> _What this task involves_
Exact copies of all the entries below are expected in the answer.

> _Information supplied_
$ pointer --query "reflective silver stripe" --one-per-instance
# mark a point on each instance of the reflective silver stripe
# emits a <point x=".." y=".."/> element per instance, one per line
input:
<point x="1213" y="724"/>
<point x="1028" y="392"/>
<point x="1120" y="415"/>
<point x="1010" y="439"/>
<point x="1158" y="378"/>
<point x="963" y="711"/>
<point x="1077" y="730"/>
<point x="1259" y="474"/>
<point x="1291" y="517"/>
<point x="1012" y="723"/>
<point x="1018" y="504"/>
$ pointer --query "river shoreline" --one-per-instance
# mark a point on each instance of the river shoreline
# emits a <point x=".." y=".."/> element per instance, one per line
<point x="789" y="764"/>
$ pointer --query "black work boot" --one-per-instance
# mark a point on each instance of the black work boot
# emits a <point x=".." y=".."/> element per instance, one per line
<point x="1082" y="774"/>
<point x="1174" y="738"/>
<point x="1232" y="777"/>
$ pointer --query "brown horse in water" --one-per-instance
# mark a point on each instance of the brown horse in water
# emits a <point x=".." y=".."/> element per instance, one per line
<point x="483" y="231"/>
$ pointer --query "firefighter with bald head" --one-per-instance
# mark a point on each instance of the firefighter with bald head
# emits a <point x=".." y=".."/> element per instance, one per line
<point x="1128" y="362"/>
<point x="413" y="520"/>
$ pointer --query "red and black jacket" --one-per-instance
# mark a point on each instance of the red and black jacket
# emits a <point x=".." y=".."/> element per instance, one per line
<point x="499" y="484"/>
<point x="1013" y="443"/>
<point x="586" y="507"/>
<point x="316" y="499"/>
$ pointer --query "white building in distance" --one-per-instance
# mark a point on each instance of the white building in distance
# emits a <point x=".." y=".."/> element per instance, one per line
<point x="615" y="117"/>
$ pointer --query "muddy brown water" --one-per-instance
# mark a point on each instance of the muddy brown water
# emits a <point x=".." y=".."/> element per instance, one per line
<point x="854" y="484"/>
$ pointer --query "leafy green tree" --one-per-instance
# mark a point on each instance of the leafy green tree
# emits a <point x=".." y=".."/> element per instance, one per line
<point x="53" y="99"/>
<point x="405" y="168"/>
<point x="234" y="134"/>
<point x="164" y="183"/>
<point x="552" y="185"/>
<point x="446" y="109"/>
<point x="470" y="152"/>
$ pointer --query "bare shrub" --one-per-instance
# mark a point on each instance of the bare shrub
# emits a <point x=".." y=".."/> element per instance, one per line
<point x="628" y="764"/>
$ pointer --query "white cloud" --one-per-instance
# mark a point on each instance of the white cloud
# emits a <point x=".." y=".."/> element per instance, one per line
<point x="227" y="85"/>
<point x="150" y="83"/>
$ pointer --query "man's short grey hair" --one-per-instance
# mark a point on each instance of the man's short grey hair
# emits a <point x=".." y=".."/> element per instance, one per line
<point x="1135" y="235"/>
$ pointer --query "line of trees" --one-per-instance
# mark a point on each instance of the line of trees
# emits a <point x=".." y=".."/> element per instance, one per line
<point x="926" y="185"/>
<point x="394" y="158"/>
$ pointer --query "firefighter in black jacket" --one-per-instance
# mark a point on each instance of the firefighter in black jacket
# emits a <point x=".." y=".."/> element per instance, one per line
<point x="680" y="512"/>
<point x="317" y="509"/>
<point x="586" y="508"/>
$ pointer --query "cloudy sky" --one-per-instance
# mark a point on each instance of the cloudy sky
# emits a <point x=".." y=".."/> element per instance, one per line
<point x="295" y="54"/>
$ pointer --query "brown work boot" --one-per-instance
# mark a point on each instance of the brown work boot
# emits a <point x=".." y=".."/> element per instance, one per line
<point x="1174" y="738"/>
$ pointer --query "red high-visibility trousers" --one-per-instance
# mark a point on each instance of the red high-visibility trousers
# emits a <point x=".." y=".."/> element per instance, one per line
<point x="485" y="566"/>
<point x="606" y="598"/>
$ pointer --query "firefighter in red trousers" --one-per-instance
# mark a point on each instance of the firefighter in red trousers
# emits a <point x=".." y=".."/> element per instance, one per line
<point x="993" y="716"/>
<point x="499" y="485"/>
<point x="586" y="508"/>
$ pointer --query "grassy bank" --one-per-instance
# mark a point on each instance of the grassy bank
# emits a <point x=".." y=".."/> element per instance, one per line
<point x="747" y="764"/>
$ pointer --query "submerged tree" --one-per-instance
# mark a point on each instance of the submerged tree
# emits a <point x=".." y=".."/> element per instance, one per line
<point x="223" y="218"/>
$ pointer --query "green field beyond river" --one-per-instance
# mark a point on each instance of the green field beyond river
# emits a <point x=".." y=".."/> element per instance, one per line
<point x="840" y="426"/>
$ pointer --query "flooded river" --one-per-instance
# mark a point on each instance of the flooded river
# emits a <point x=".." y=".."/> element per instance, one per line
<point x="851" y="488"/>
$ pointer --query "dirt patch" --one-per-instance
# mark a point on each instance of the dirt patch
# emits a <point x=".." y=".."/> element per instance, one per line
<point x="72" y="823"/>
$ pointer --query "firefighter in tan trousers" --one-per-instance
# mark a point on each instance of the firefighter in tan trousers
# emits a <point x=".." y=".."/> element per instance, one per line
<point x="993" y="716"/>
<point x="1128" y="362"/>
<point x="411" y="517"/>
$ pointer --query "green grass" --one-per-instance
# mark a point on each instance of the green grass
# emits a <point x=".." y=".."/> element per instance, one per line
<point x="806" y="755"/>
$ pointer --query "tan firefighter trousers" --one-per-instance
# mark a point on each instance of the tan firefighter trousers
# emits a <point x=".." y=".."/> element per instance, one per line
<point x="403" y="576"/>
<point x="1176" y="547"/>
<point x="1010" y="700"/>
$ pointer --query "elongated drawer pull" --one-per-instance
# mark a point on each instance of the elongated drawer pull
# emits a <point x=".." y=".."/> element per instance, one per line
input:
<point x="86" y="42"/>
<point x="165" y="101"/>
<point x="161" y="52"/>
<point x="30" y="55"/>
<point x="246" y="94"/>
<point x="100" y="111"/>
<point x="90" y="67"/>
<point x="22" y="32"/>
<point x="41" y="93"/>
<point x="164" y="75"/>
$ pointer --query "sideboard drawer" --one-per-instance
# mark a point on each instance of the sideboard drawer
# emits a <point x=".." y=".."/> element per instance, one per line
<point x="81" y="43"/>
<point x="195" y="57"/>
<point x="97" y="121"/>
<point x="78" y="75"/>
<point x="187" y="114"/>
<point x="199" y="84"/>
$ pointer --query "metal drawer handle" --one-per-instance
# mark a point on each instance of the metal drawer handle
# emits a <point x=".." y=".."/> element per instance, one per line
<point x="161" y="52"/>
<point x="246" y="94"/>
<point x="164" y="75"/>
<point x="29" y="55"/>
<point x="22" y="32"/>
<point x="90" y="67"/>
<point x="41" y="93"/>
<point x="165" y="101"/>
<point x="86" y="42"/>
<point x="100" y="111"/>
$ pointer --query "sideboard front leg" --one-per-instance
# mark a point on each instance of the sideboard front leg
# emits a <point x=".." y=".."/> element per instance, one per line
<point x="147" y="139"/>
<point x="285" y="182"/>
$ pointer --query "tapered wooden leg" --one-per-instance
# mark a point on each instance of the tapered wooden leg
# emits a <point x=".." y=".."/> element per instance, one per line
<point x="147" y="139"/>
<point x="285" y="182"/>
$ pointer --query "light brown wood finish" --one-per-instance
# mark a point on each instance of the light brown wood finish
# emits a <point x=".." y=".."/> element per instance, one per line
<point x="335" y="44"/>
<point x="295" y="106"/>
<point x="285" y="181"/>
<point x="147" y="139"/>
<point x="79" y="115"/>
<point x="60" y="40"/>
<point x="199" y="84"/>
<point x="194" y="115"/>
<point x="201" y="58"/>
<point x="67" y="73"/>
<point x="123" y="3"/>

> _Task result_
$ pointer --query "reflective silver stripe" --one-per-instance
# mark a point on each instance of the reflective silver stripe
# emits a <point x=".." y=".."/> element per instance, one per line
input:
<point x="1213" y="724"/>
<point x="1028" y="392"/>
<point x="1120" y="415"/>
<point x="1010" y="439"/>
<point x="1158" y="378"/>
<point x="963" y="711"/>
<point x="1077" y="730"/>
<point x="1259" y="474"/>
<point x="1291" y="517"/>
<point x="1012" y="723"/>
<point x="1018" y="504"/>
$ pointer --query "river shoreline" --one-per-instance
# mark a point on each instance of the river shoreline
# emits a <point x=".." y=".."/> element per instance, one per line
<point x="789" y="764"/>
$ pointer --query "black work boot" --one-per-instance
# mark a point on each instance of the black work boot
# emits a <point x=".." y=".."/> element per instance, one per line
<point x="1082" y="774"/>
<point x="1174" y="738"/>
<point x="1232" y="777"/>
$ pointer --query "brown horse in water" --one-per-instance
# mark a point on each instance of the brown horse in water
# emits a <point x=".." y=".."/> element per instance, one per line
<point x="483" y="231"/>
$ pointer --query "firefighter with bald head" --one-per-instance
# mark a point on each instance of the firefighter with bald head
# emits a <point x=".." y=".."/> element per instance, one per line
<point x="1128" y="362"/>
<point x="413" y="520"/>
$ pointer --query "red and black jacket" --one-per-instance
# mark a point on each instance of the red and black jacket
# emits a <point x=".." y=".."/> element per instance, one per line
<point x="499" y="484"/>
<point x="1013" y="443"/>
<point x="586" y="507"/>
<point x="316" y="499"/>
$ pointer --query "white building in distance" --one-per-instance
# mark a point on each instance of the white building in distance
# emits a <point x=".." y=".."/> element per instance, one per line
<point x="615" y="117"/>
$ pointer --query "muddy brown water" --one-per-instance
# mark a point on each instance of the muddy brown water
# emits a <point x=".." y=".."/> element per instance, one per line
<point x="854" y="484"/>
$ pointer --query "leafy green tree" --one-per-instance
# mark a point on each instance of the leafy green tree
# emits a <point x=".." y=".."/> element per instance, one per line
<point x="53" y="99"/>
<point x="405" y="168"/>
<point x="234" y="134"/>
<point x="164" y="183"/>
<point x="552" y="185"/>
<point x="446" y="109"/>
<point x="470" y="152"/>
$ pointer --query "bare shrub" --one-per-instance
# mark a point on each instance of the bare shrub
# emits a <point x=".." y=".."/> element per instance, one per line
<point x="628" y="764"/>
$ pointer --query "white cloud" --one-per-instance
# mark a point on each instance of the white cloud
# emits a <point x=".." y=".."/> element per instance, one per line
<point x="227" y="85"/>
<point x="150" y="83"/>
$ pointer --query "man's short grey hair" --one-per-instance
# mark a point on each instance of the man's short grey hair
# emits a <point x=".." y=".."/> element per instance, one per line
<point x="1135" y="235"/>
$ pointer --query "line of trees" --one-per-instance
# mark a point on each instance of the line of trees
# emits a <point x=".." y=".."/> element per instance, one per line
<point x="926" y="185"/>
<point x="394" y="158"/>
$ pointer --query "firefighter in black jacket" --one-per-instance
# mark a point on each instance of the firefighter in black jacket
# emits a <point x=".." y=".."/> element per instance, one per line
<point x="680" y="512"/>
<point x="317" y="509"/>
<point x="586" y="508"/>
$ pointer --query "cloudy sky" --one-per-instance
# mark a point on each instance of the cloudy sky
# emits a <point x=".." y=".."/> element per instance, one per line
<point x="295" y="54"/>
$ pointer --query "brown work boot" --one-per-instance
# mark a point on each instance of the brown work boot
# emits a <point x=".." y=".."/> element per instance, one per line
<point x="1174" y="738"/>
$ pointer --query "red high-visibility trousers" --one-per-instance
# mark a point on each instance of the red high-visibility trousers
# emits a <point x=".." y=".."/> element per instance, one per line
<point x="485" y="566"/>
<point x="606" y="598"/>
$ pointer --query "firefighter in red trousers" --one-per-instance
# mark a point on each instance of the firefighter in red trousers
# emits a <point x=".." y=".."/> element per instance, one per line
<point x="993" y="716"/>
<point x="499" y="485"/>
<point x="586" y="508"/>
$ pointer --query "grassy bank" --one-per-instance
# mark a point on each instance of the grassy bank
# emits a <point x=".." y=".."/> element per instance, one per line
<point x="747" y="764"/>
$ pointer --query "submerged tree" --one-per-instance
# mark a point on each instance of the submerged tree
# emits a <point x=".." y=".."/> element per instance, one per line
<point x="223" y="218"/>
$ pointer --query "green field beyond river" --one-per-instance
# mark a point on each instance of the green field beyond river
# emits a <point x=".." y=".."/> element per instance, one per line
<point x="840" y="426"/>
$ pointer --query "flooded river" --one-per-instance
# mark a point on each instance of the flooded river
# emits a <point x=".." y=".."/> element per instance, one per line
<point x="851" y="488"/>
$ pointer --query "dirt patch" --one-per-instance
# mark a point on each instance of the dirt patch
# emits a <point x=".." y=".."/> element per instance, one per line
<point x="72" y="823"/>
$ pointer --query "firefighter in tan trousers" --one-per-instance
# mark a point on each instance of the firefighter in tan trousers
# emits a <point x=".." y=".."/> element per instance, one per line
<point x="993" y="716"/>
<point x="1128" y="362"/>
<point x="411" y="517"/>
$ pointer --query "green grass" --one-per-instance
# mark a point on each instance of the green grass
# emits a <point x=".." y=".."/> element per instance, one per line
<point x="806" y="755"/>
$ pointer --query "tan firefighter trousers" --one-per-instance
# mark a point on each instance of the tan firefighter trousers
# emits a <point x=".." y=".."/> element per instance, one per line
<point x="403" y="576"/>
<point x="1176" y="547"/>
<point x="1010" y="700"/>
$ pointer --query "elongated drawer pull" --one-per-instance
# mark a point on each instance of the elongated drawer pull
# emits a <point x=".." y=".."/> element per instance, one per line
input:
<point x="86" y="42"/>
<point x="165" y="101"/>
<point x="161" y="52"/>
<point x="30" y="55"/>
<point x="246" y="94"/>
<point x="100" y="111"/>
<point x="90" y="67"/>
<point x="22" y="32"/>
<point x="41" y="93"/>
<point x="164" y="75"/>
$ pointer --query "sideboard drawer" --one-per-instance
# mark a point on each instance of the sideboard drawer
# emits a <point x=".." y=".."/> element per instance, one per line
<point x="81" y="43"/>
<point x="195" y="57"/>
<point x="97" y="121"/>
<point x="78" y="75"/>
<point x="187" y="114"/>
<point x="199" y="84"/>
$ pointer --query "metal drawer handle" --one-per-instance
# mark a point on each instance of the metal drawer handle
# emits a <point x=".." y=".."/> element per instance, one per line
<point x="161" y="52"/>
<point x="246" y="94"/>
<point x="164" y="75"/>
<point x="29" y="55"/>
<point x="22" y="32"/>
<point x="90" y="67"/>
<point x="41" y="93"/>
<point x="165" y="101"/>
<point x="86" y="42"/>
<point x="100" y="111"/>
$ pointer --query "sideboard front leg" --one-per-instance
# mark a point on each instance of the sideboard front leg
# emits a <point x=".." y=".."/> element per instance, one per line
<point x="147" y="139"/>
<point x="285" y="182"/>
$ pointer --query "tapered wooden leg" --one-per-instance
# mark a point on each instance of the tapered wooden leg
# emits a <point x=".." y=".."/> element per instance, one per line
<point x="147" y="139"/>
<point x="285" y="182"/>
$ pointer --query "light brown wood finish" --one-per-instance
# mark a point on each instance of the light brown wood finish
# emits a <point x=".." y=".."/> element per instance, one per line
<point x="335" y="44"/>
<point x="295" y="106"/>
<point x="285" y="181"/>
<point x="147" y="139"/>
<point x="79" y="115"/>
<point x="60" y="40"/>
<point x="199" y="84"/>
<point x="194" y="115"/>
<point x="201" y="58"/>
<point x="67" y="73"/>
<point x="123" y="3"/>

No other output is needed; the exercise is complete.